Task brief: In the material below, start at the line containing "Would you mind tagging the small" and end after the line containing "Would you mind tagging the interior". Convert only those lines into a JSON list of strings, one string per line, omitting blank lines.

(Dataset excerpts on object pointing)
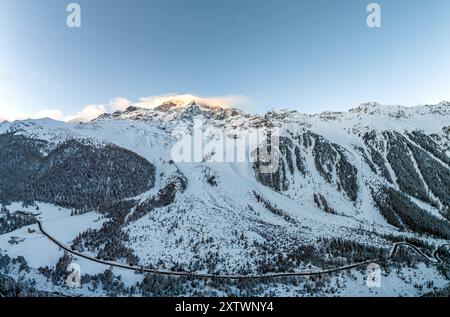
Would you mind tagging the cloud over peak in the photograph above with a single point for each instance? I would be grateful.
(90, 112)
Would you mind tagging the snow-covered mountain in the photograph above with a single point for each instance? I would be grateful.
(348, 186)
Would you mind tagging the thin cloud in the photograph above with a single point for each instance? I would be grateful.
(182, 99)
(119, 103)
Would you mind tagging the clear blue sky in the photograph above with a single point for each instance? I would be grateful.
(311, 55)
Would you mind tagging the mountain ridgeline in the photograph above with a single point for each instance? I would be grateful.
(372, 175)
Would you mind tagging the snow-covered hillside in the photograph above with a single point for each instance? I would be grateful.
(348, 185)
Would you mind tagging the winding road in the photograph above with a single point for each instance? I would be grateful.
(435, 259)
---
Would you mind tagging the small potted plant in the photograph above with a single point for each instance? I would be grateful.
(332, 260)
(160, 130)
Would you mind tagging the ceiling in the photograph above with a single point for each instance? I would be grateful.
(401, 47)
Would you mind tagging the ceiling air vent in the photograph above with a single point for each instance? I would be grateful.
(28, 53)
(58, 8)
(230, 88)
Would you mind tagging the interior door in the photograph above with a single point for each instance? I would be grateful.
--
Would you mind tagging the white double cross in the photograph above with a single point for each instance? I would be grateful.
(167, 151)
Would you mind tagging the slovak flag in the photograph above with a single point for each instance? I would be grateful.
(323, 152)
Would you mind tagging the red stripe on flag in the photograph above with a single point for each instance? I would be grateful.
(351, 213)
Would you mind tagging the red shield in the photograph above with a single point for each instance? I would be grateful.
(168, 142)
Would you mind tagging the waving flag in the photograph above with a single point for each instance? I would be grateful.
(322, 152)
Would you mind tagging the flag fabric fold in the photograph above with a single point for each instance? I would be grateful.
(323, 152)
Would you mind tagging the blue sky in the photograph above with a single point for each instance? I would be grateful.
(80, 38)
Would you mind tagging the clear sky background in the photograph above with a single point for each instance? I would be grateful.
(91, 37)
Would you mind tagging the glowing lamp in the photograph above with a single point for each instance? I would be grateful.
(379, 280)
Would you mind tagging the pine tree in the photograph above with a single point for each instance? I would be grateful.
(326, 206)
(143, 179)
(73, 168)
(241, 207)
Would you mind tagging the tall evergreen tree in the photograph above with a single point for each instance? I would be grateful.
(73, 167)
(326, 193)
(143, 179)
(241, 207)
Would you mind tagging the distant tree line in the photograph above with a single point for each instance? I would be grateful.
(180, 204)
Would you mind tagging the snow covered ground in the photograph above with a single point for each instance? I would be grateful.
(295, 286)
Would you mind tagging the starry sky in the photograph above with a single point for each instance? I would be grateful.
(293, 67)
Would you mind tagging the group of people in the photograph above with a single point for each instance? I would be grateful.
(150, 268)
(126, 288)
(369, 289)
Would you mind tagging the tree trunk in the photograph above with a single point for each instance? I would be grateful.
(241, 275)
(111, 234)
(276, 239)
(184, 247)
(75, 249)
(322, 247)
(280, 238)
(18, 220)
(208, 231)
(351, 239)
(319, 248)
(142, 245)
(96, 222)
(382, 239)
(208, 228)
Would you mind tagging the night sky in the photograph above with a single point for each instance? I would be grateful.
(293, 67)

Written response:
[
  "Would you mind tagging the small potted plant in the photograph above with a single point for each instance? I would be grateful.",
  "(332, 260)",
  "(160, 130)",
  "Would you mind tagging the ceiling in the photograph above with a single point for each instance? I would be grateful.",
  "(401, 47)",
  "Would you mind tagging the ceiling air vent in the photograph above with a single point for each instance? I would be grateful.",
  "(28, 53)",
  "(58, 8)",
  "(230, 88)",
  "Would you mind tagging the interior door in the photograph above with a single point for each instance? I would be grateful."
]